====== GIVEN DATA ======

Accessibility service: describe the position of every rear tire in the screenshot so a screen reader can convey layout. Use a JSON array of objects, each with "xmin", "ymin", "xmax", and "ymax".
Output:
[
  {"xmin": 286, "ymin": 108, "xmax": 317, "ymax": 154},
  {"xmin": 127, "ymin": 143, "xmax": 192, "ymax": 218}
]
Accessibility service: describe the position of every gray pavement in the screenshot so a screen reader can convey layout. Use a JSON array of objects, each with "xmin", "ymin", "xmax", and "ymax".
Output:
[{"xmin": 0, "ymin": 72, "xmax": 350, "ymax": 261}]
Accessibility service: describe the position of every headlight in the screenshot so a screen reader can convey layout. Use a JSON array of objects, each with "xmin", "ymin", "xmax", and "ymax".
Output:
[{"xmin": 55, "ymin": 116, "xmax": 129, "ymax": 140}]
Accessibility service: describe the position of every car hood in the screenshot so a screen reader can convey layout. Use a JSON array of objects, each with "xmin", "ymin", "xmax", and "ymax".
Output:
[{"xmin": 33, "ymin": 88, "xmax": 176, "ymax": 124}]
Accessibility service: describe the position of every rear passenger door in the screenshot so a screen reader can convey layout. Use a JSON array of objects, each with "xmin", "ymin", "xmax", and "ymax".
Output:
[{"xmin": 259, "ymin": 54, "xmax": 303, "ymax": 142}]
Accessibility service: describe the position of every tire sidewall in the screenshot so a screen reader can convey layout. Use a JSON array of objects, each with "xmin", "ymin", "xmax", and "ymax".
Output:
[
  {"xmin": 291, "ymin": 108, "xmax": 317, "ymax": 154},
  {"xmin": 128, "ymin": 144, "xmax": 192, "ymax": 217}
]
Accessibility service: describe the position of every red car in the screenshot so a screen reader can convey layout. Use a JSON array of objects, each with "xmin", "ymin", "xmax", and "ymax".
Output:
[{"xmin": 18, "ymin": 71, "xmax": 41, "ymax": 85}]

======

### STATED GOAL:
Please return each line from the entries above that includes the word "describe".

### ANSWER TO THIS EXERCISE:
Accessibility service: describe the position of every rear tire in the screenshot so a screen reader can convey layout. Use a JSON array of objects, each with "xmin", "ymin", "xmax", and "ymax".
Accessibility service: describe the position of every gray pavement in the screenshot so a screen reader can convey layout. Use a JSON array of objects, each with "xmin", "ymin", "xmax", and "ymax".
Accessibility service: describe the position of every headlight in the screenshot so a screen reader can convey layout. Use a JSON array of objects, each with "xmin", "ymin", "xmax", and "ymax".
Accessibility service: describe the position of every car hood in the screenshot so a screen reader can convey layout. Use a JSON array of objects, each with "xmin", "ymin", "xmax", and "ymax".
Accessibility service: describe the position of every rear passenger door in the screenshot so a screen reader can convey layout. Use a JSON array of objects, each with "xmin", "ymin", "xmax", and "ymax".
Accessibility service: describe the position of every tire sidewall in the screenshot so a screen reader can convey layout. Use a JSON array of objects, each with "xmin", "ymin", "xmax", and "ymax".
Accessibility service: describe the position of every red car in the screenshot so a screen reader can convey layout. Use a JSON array of objects, each with "xmin", "ymin", "xmax", and "ymax".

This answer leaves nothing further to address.